Usually, this allocation has a small proportion and can be included in the Foundation Reserve.

Differences Across Two Cycles:

  • 2017-2018: Public Sale accounted for more than 50%, Insiders accounted for less. Examples: ADA, ETH, XTZ, ATOM…
  • 2019 onwards: Public Sale accounts for 20-30%, Insiders account for the largest proportion. Examples: NEAR, AVAX, SOL…

Where:

  • Public Sale is the amount of tokens sold to the community.
  • Insiders include the development team, investment funds,…

This can be explained because previously, project tokens were not widely used in the ecosystem, and they needed capital to be able to develop the project.

At present, the market has seen the emergence of large investment funds, and tokens are widely used within the platform. Therefore, Insiders and the Foundation will account for a large amount of tokens on the market.

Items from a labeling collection
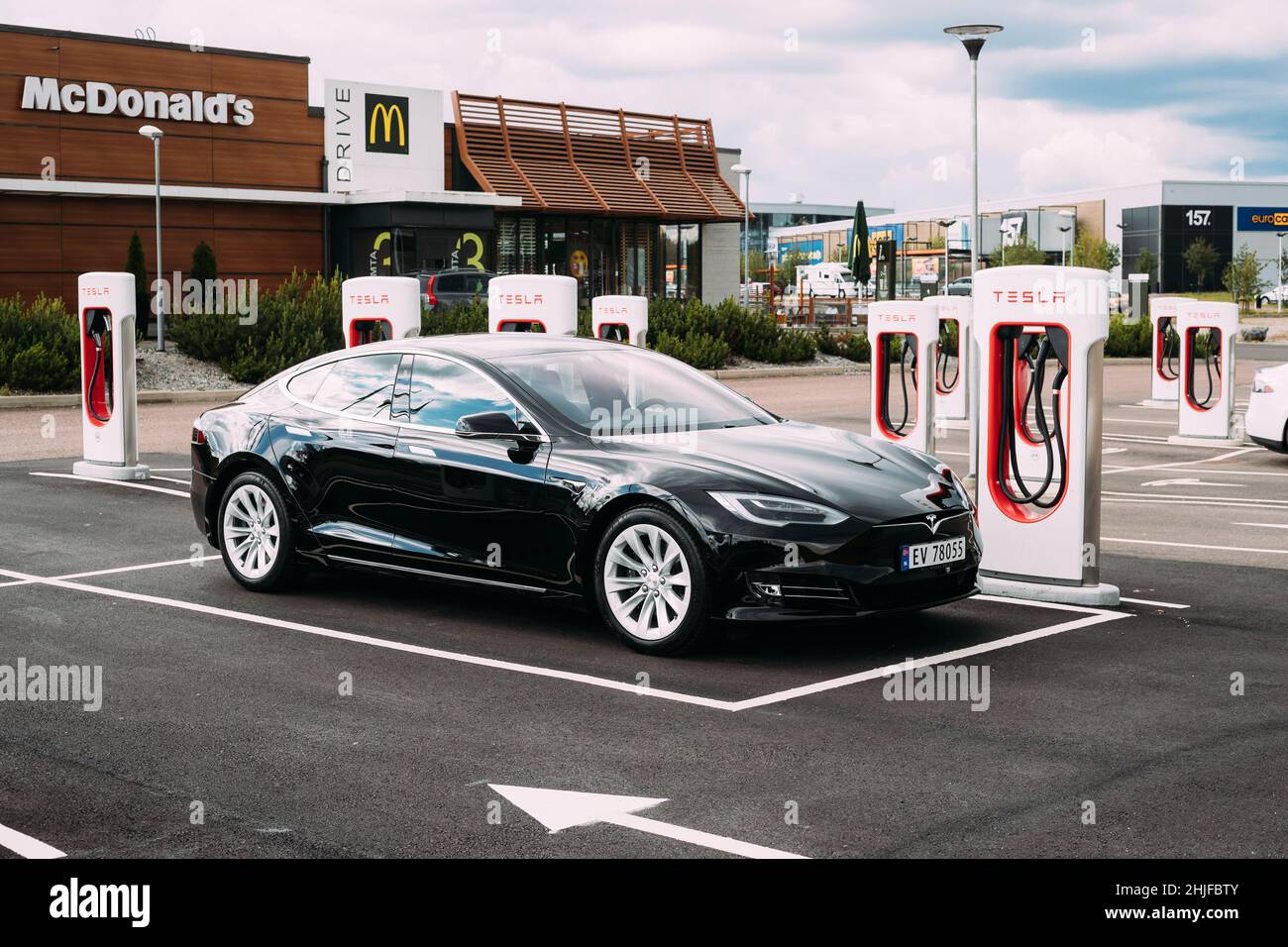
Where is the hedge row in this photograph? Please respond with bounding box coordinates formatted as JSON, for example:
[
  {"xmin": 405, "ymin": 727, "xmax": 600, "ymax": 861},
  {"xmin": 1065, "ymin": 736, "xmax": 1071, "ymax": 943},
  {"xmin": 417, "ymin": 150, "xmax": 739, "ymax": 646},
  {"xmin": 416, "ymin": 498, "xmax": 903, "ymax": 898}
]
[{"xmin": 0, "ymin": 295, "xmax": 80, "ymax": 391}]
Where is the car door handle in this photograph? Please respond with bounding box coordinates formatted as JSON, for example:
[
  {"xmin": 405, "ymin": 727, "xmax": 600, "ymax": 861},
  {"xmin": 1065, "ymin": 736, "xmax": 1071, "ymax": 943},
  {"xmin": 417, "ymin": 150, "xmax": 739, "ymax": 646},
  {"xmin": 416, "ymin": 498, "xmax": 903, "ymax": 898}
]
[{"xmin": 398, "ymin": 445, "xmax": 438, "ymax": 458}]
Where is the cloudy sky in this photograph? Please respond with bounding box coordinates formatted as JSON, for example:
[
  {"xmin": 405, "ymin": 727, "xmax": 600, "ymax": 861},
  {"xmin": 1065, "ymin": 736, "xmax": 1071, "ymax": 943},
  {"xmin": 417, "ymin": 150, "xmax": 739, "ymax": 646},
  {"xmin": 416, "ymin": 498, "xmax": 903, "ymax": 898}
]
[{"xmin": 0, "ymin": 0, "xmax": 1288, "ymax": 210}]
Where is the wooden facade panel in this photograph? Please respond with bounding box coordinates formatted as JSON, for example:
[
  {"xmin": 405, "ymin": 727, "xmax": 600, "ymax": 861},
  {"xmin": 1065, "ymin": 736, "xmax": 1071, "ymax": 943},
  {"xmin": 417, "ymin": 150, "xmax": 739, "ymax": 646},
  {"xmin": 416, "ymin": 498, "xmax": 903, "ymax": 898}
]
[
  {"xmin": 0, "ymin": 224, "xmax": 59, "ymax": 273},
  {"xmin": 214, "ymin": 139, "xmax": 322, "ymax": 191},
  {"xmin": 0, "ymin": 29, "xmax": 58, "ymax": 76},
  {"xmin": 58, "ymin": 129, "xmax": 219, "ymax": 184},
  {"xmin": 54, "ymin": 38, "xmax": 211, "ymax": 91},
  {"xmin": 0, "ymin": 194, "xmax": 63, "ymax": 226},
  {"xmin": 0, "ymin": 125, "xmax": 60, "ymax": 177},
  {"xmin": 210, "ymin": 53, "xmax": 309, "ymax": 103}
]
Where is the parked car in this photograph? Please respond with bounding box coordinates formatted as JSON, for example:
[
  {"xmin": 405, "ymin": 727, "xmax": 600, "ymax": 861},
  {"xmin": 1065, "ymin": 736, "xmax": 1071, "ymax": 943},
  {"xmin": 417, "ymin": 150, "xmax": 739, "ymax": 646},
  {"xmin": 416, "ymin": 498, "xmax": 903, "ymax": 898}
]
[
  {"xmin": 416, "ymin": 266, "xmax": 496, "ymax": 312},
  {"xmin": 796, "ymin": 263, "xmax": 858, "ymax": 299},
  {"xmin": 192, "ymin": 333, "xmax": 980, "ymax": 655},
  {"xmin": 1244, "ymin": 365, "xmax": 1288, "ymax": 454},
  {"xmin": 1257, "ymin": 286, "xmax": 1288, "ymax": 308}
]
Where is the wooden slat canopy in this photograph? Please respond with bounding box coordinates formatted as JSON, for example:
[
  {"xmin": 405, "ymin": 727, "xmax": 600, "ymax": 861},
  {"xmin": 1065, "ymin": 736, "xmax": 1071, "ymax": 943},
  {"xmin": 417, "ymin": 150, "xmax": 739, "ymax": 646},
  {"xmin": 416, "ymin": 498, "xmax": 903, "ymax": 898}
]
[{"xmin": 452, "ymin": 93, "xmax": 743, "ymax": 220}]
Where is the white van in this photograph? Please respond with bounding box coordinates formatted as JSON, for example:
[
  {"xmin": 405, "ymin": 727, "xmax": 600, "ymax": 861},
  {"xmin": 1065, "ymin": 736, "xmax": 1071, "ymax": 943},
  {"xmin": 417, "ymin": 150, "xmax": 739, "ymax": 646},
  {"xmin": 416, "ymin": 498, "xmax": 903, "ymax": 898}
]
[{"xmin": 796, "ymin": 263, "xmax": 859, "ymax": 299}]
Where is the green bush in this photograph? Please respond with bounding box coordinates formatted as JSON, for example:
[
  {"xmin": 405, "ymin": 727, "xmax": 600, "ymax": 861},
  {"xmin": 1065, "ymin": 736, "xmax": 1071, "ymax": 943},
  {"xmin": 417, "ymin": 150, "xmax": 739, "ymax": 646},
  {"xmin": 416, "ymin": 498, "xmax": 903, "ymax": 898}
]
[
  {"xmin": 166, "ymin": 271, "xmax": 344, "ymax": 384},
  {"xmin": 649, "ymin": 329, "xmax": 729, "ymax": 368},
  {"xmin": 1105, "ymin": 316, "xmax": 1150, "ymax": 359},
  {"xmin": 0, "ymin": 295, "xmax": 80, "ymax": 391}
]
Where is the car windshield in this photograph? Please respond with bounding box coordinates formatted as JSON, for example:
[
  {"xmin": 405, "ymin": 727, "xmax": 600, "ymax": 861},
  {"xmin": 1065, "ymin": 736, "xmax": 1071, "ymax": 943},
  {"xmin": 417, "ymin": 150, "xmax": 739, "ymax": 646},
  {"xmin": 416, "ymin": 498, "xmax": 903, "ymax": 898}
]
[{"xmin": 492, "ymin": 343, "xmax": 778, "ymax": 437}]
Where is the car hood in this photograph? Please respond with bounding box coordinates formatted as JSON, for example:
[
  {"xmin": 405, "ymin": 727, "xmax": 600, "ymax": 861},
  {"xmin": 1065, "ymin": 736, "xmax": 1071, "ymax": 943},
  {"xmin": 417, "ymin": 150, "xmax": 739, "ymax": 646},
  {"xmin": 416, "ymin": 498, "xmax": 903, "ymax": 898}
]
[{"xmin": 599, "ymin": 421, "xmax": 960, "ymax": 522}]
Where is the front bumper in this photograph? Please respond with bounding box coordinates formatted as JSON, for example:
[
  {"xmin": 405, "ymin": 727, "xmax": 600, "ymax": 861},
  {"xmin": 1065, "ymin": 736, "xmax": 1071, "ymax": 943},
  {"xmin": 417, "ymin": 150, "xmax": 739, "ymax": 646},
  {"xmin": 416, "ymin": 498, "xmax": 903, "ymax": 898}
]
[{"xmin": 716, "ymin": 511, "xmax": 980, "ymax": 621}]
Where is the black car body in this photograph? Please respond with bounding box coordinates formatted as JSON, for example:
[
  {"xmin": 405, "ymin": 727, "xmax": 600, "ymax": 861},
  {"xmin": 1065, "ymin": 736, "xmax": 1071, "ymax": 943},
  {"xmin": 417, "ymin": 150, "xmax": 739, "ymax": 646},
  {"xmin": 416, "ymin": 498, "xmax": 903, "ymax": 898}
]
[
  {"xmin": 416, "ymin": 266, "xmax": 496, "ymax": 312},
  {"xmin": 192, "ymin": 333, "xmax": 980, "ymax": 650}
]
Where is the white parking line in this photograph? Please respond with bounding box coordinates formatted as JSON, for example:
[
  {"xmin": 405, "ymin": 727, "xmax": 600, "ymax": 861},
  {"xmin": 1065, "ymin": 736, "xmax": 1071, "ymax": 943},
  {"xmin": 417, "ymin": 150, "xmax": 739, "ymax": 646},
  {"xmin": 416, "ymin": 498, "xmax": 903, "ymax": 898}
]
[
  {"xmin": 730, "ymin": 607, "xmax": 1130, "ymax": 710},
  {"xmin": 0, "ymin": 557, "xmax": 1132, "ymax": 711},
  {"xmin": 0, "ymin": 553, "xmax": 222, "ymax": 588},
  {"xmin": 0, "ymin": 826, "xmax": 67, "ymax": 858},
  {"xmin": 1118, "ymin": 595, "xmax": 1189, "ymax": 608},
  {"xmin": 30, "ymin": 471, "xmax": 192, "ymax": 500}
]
* * *
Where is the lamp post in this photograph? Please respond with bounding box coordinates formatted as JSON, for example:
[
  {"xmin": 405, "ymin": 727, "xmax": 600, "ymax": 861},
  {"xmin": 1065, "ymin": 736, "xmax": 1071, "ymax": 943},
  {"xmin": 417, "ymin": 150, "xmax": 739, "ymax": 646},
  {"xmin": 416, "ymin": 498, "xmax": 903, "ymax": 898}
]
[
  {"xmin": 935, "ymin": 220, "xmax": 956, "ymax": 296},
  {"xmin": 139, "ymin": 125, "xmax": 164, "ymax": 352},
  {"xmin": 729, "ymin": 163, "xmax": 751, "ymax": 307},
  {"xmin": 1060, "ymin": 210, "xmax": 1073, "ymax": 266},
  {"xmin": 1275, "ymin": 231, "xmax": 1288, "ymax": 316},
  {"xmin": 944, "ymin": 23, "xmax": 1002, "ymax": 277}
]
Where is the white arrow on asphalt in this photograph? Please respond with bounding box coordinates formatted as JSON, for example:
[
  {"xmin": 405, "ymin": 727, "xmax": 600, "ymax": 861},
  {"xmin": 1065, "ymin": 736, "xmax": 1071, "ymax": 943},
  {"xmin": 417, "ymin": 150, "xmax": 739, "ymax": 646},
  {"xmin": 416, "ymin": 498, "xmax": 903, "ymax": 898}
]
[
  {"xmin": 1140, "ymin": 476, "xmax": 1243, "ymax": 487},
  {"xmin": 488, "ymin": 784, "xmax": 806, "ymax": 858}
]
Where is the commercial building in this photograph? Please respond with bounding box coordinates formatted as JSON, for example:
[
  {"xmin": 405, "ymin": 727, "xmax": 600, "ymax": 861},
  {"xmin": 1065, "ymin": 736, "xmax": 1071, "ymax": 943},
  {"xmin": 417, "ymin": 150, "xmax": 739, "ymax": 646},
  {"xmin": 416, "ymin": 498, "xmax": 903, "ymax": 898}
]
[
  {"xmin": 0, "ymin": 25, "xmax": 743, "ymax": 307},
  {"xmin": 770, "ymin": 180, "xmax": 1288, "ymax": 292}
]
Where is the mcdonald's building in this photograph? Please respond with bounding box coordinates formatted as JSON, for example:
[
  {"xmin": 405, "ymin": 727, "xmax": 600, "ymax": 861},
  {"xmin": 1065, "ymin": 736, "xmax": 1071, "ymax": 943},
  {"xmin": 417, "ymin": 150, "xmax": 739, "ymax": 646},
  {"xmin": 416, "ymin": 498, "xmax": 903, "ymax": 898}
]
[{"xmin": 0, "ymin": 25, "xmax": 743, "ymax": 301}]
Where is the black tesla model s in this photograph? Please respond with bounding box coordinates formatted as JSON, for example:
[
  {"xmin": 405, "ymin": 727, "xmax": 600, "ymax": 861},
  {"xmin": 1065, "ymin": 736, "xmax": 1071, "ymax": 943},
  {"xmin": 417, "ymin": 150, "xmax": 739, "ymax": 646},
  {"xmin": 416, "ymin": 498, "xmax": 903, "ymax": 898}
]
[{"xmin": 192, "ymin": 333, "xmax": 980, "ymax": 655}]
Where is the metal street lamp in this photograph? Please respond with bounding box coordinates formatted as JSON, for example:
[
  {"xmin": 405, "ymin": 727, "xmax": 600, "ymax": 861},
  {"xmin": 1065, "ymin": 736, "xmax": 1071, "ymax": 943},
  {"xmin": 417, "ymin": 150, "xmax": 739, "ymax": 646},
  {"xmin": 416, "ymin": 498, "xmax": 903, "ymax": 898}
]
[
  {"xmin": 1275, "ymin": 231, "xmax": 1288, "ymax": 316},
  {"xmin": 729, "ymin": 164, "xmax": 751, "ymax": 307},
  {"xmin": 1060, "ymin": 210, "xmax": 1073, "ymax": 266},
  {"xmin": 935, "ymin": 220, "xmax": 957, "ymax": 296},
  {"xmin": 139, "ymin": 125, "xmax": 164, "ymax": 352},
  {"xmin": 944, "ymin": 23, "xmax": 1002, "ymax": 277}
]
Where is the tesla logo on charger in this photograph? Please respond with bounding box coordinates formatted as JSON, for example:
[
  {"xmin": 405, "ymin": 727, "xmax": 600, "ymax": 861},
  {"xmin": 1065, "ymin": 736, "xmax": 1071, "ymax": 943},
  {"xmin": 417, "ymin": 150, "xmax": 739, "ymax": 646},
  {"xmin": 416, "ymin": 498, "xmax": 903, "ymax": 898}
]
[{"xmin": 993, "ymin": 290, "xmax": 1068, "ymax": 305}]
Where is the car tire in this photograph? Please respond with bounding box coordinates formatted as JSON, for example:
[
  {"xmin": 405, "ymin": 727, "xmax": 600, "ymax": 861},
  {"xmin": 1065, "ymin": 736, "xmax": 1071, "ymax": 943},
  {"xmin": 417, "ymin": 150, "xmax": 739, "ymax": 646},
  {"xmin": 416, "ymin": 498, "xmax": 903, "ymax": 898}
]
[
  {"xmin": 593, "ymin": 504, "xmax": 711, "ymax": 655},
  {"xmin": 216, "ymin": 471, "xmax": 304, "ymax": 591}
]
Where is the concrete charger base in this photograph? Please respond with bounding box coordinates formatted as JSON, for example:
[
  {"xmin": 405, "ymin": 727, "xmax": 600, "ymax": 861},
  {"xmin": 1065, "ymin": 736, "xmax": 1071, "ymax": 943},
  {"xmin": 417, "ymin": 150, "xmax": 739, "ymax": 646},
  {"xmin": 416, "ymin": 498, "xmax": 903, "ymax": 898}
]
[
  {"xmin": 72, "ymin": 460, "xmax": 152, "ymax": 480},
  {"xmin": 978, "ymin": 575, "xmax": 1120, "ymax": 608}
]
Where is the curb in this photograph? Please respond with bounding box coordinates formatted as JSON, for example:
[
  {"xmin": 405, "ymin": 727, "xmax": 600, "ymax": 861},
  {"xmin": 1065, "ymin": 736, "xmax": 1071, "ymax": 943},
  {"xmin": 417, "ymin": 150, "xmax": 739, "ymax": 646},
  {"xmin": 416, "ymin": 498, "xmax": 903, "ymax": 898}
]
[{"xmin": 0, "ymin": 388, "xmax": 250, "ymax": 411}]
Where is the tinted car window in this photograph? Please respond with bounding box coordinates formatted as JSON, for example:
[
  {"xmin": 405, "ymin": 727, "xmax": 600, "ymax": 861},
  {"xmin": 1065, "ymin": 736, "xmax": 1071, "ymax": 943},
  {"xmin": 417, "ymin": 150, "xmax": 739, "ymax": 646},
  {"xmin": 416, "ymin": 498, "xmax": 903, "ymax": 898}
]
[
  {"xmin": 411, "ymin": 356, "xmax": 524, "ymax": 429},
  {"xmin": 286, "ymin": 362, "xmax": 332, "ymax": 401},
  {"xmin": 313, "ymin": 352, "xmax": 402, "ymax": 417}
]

__PROBLEMS__:
1. Answer these questions from the token allocation passage:
(a) In the 2017-2018 cycle, what share of tokens did Public Sale account for?
(b) How does the passage define Public Sale?
(c) Where can the small-proportion allocation usually be included?
2. Output the portion of the token allocation passage that starts with "Usually, this allocation" and goes on through "to the community.".

__SOLUTIONS TO THE EXERCISE__:
1.
(a) More than 50%.
(b) The amount of tokens sold to the community.
(c) The Foundation Reserve.

2.
Usually, this allocation has a small proportion and can be included in the Foundation Reserve.

Differences Across Two Cycles:

  • 2017-2018: Public Sale accounted for more than 50%, Insiders accounted for less. Examples: ADA, ETH, XTZ, ATOM…
  • 2019 onwards: Public Sale accounts for 20-30%, Insiders account for the largest proportion. Examples: NEAR, AVAX, SOL…

Where:

  • Public Sale is the amount of tokens sold to the community.